**GIVEN TEXT**
>> begin

Legendary Ability * concentration: One ability of yours increases to 30.



This would be the first thing I would take on my Int 8 Fighter. And I would have moments of brilliance.

Glukeose
Jun 6, 2014

Tiny Chalupa posted:

Maybe someone who has combed through 5th ed more than I have can point out to me whats up with Warlocks?

I am not getting the appeal of them as a class. Less spells per encounter, but get them back after a short rest is nifty, less they can do with the spells but can get familiars or some extra spells from the person they made the pact with.
Basically...why them and not a sorcerer or a wizard in its place?

I have a warlock in my group right now actually. We just concluded our first game of 5e today and it went pretty well. The Warlock so far seems to bring a decent mix of martial and magic ability to the field, and his spells recharge fairly quickly so he isn't weighed down by having to be too selective of what to use. Flavor and narrative-wise, the warlock is a quirky and interesting class, and it was really enjoyable to play up the warlock's relation to his Elder God patron of Madness, who induces hallucinations and constantly niggles at him to pull pranks on people.

As an Elder God devotee, he gets some interesting spells and poo poo too.

opulent fountain
Aug 13, 2007

Tiny Chalupa posted:

Maybe someone who has combed through 5th ed more than I have can point out to me whats up with Warlocks?

I am not getting the appeal of them as a class. Less spells per encounter, but get them back after a short rest is nifty, less they can do with the spells but can get familiars or some extra spells from the person they made the pact with.
Basically...why them and not a sorcerer or a wizard in its place?

Someone else said to basically think of them like a reflavored martial class/gish. They mostly just throw blasts, but they have a few spell slots at their disposal.

If your question is "why them and not a sorcerer or wizard", then you can ask that about every class that isn't a sorcerer or wizard.

Toph Bei Fong
Feb 29, 2008



dichloroisocyanuric posted:

So you might say... It's up to the DM?

As a Rolemaster guy, I can honestly say this is the absolute worst part of that system. Spread across 7 Companions, a couple other supplementary books, and even some parts of Character Law/Spell Law/Arms Law itself, are a cubic fuckton of "Optional Rules" governing everything from stat generation, race choices, degree of skill granulation, spell acquisition, weapon initiative modifiers, etc.

It makes it so the game is basically impossible to play outside of your home table, because while the underlying "system" being used is the same (Roll d100, add modifiers, look it up on a chart), the game mechanics themselves vary wildly. A character who is completely legal at one table will be illegal at another. One will rely on a set of rules and assumptions that won't be used at another. Some will utterly break other peoples play styles (I've seen groups that just never, ever parry for some reason, and are curious why they never seem to have character live past 5th level). Old D&D could be this way, sure, but in Rolemaster if had actual printed and company endorsed support.

>> end

**RECORDED INFORMATION**
>> begin

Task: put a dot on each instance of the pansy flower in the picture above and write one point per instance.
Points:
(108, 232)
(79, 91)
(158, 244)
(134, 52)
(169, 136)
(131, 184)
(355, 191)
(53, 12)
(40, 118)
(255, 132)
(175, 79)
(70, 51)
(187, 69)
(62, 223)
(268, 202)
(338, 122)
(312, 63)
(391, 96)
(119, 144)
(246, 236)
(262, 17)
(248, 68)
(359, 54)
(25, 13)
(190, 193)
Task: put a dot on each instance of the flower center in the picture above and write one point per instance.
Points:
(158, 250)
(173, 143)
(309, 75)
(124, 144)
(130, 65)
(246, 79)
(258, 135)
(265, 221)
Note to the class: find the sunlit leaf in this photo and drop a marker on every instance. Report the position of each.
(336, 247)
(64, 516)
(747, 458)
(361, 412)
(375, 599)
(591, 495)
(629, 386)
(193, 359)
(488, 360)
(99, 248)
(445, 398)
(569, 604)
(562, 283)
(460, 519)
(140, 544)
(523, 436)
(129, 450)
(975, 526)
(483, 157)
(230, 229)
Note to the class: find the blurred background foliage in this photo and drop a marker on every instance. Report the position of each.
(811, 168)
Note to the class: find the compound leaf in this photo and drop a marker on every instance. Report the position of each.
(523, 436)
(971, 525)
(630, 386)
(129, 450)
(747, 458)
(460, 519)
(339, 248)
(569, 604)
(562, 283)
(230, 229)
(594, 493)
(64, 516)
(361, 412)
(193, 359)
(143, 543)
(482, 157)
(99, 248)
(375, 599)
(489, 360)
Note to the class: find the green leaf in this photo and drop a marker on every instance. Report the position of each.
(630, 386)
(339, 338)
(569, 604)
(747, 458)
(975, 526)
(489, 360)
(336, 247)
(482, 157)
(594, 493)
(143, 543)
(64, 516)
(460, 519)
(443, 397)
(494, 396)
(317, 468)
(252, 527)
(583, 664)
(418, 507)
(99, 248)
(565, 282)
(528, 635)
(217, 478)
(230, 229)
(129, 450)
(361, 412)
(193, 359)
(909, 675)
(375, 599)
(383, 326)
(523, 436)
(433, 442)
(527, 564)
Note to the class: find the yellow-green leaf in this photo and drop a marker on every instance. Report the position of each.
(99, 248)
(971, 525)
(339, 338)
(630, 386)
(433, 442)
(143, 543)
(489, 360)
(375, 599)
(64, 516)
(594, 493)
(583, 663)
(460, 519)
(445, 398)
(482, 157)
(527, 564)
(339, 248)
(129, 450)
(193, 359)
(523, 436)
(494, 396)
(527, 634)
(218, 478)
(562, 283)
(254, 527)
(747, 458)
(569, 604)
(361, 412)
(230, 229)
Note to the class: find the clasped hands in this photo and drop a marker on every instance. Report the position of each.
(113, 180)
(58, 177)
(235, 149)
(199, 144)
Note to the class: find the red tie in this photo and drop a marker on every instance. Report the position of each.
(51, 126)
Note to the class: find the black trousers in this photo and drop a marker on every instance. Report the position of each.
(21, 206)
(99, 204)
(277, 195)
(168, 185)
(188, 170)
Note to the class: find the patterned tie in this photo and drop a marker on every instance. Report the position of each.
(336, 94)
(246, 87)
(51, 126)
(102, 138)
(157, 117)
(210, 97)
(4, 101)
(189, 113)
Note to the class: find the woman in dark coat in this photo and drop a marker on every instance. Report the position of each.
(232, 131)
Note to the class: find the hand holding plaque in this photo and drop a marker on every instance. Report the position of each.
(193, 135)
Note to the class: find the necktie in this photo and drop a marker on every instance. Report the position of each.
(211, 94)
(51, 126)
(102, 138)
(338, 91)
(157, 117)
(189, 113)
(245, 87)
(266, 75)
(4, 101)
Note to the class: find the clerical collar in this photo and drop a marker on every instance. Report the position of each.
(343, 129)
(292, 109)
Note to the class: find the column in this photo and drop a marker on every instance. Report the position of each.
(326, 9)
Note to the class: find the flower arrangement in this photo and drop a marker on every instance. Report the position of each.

>> end

**SHORT PROBLEM**
In the forum thread, what kind of patron does the warlock in one poster's group have?

**IN RESPONSE**
An Elder God patron of Madness.